= SOURCE PASSAGE =
=== Section Start ===

Gregory Porter didn’t know while he was making it, but his latest album, “All Rise,” is just what his fans needed.
Porter’s sixth album, out in 2020, features the baritone singer on 16 jazz, blues, gospel and soul songs capped by the moving “Revival.”
“I’m not saying I’m a prophet, but I didn’t know we would need this at this moment,” he says. “There were messages there I didn’t even know I’d need. If people tuned into me during a difficult hour, I’m proud of that. I’m glad it’s the record I made in a situation like this.”
“Revival” is about the renewal of the spirit.
“It’s about that idea of looking at yourself, and that self-doubt and insecurity, and surmounting that self-doubt and insecurity,” says Porter.
“The album is quintessential me,” he says of the Grammy-nominated “All Rise,” which displays his respect for Black American music. The album includes a trio of players with whom Porter often works when touring and recording: bassist Jahmal Nichols of St. Louis, drummer Emanuel Harrold and trumpeter Keyon Harrold, both of Ferguson, Mo.
Porter says there hasn’t been a groovin’ song of his that didn’t feature the beat and rhythm of Emanuel Harrold.
“The sound on ‘On My Way to Harlem’ is Emanuel for me,” he says. “I give him the framework, and he takes it and embellishes it and makes it more than I ever imagined.”
Keyon Harrold has played on most of Porter’s albums, he says, and “he’s always there to give me something cool.”
Porter says he connected with Nichols at a Jazz St. Louis show.
When Porter needed a fill-in bassist on his European tour about five years ago, he called Nichols.
“Jahmal came out in a day, learned the music on the flight, stepped in and was excellent,” Porter says. “He was great. It was all about the energy onstage, about his keeping his character as a musician and his own personal musical charisma.”

=== Section End ===

= REQUIRED ACTION A =
Could you reproduce the stretch of the Gregory Porter article from "Gregory Porter didn’t" through "of the spirit.", swapping "prophet" for "seer"?
= REQUIRED ACTION B =
Which musical genres does the Gregory Porter article say the songs on his sixth album span?
= REQUIRED ACTION C =
How would you carry on the Gregory Porter article beyond its last sentence?

= ENTRIES PROVIDED =

=== Section Start ===

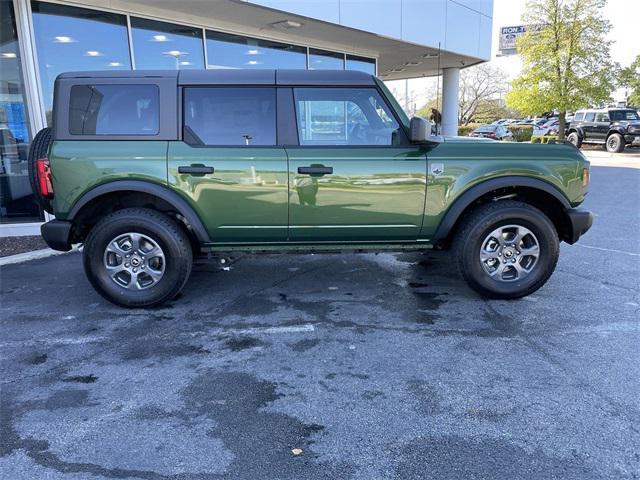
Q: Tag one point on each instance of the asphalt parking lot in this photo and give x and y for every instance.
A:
(374, 366)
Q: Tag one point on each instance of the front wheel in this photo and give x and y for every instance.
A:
(615, 143)
(137, 257)
(506, 249)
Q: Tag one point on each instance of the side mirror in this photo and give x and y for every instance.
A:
(420, 130)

=== Section End ===

= RESULT A =
Gregory Porter didn’t know while he was making it, but his latest album, “All Rise,” is just what his fans needed.
Porter’s sixth album, out in 2020, features the baritone singer on 16 jazz, blues, gospel and soul songs capped by the moving “Revival.”
“I’m not saying I’m a seer, but I didn’t know we would need this at this moment,” he says. “There were messages there I didn’t even know I’d need. If people tuned into me during a difficult hour, I’m proud of that. I’m glad it’s the record I made in a situation like this.”
“Revival” is about the renewal of the spirit.

= RESULT B =
Jazz, blues, gospel and soul.

= RESULT C =
Porter consulted with Nichols and Emanuel Harrold about what fans would want to hear at Music at the Intersection. He’s making sure to include a cross-section of music going back to early albums “Water” (2010) and “Be Good,” all the way up through “All Rise” — music that demonstrates “who I am,” he says. “For me it was never about selling records, though I’m blessed and thankful for that. But what’s the message you want to leave people? Did I sing and give the expression of who I am in the humanity of my Blackness?”
Porter declined gigs and returned to the stage in his own time. “I don’t want to be the cause of anyone’s sickness,” he says. “I’ve been offered private events and I said, ‘Nahh, I can’t do that.’ It’s gotta be right.”
His brother Lloyd — who had been with him from the beginning of his career, helping with videos and acting as manager — died from COVID-19 early in the pandemic.
“It was an intensely dark time, and I didn’t have the music, the commune with the audience, to help me rise out of the pain,” Porter says.
But it wasn’t all devastation. He and his wife welcomed a new son. (“That doesn’t happen until you stay home,” he jokes.) His podcast, “The Hang,” recorded a second season. On the show, he chats with famous friends such as John Legend, Brittany Howard, Annie Lennox, Elvis Costello, Moby and Robert Glasper. And he debuted “The PorterHouse with Gregory Porter,” an online cooking series shot in his home in Bakersfield, Calif.